= ABOUT THIS TASK =
Return every line from the records below in which the word "ceramic" is found.

= MATERIAL FOR THE TASK =
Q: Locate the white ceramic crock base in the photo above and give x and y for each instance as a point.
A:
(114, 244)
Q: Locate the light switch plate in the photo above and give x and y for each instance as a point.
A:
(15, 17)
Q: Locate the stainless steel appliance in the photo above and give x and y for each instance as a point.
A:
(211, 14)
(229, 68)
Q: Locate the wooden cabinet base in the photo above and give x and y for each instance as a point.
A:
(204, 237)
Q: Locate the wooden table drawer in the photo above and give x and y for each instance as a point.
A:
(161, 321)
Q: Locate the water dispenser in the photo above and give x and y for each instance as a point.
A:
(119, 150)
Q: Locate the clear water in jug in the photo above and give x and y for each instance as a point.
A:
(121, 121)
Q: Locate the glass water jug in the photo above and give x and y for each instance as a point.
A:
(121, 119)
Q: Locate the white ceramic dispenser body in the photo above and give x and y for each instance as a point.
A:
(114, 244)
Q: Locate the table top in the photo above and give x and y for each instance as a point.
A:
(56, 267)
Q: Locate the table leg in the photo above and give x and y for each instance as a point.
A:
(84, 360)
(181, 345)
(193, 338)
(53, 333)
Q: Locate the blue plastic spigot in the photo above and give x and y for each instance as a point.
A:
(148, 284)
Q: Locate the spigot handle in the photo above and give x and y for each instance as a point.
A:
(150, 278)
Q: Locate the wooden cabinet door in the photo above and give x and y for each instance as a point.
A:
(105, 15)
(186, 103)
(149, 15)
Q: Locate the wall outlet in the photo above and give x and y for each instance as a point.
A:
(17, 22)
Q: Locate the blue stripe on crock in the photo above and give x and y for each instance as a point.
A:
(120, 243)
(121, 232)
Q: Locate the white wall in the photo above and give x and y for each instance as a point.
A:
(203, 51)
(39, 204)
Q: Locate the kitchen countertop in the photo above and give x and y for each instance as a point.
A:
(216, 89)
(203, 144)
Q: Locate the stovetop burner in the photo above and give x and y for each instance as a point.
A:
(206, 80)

= OUTPUT FOR THIS EXERCISE =
Q: Locate the white ceramic crock base in the photo above and give x and y for each instance as a point.
Q: Locate the white ceramic dispenser body in the photo above and give x and y for each instance as a point.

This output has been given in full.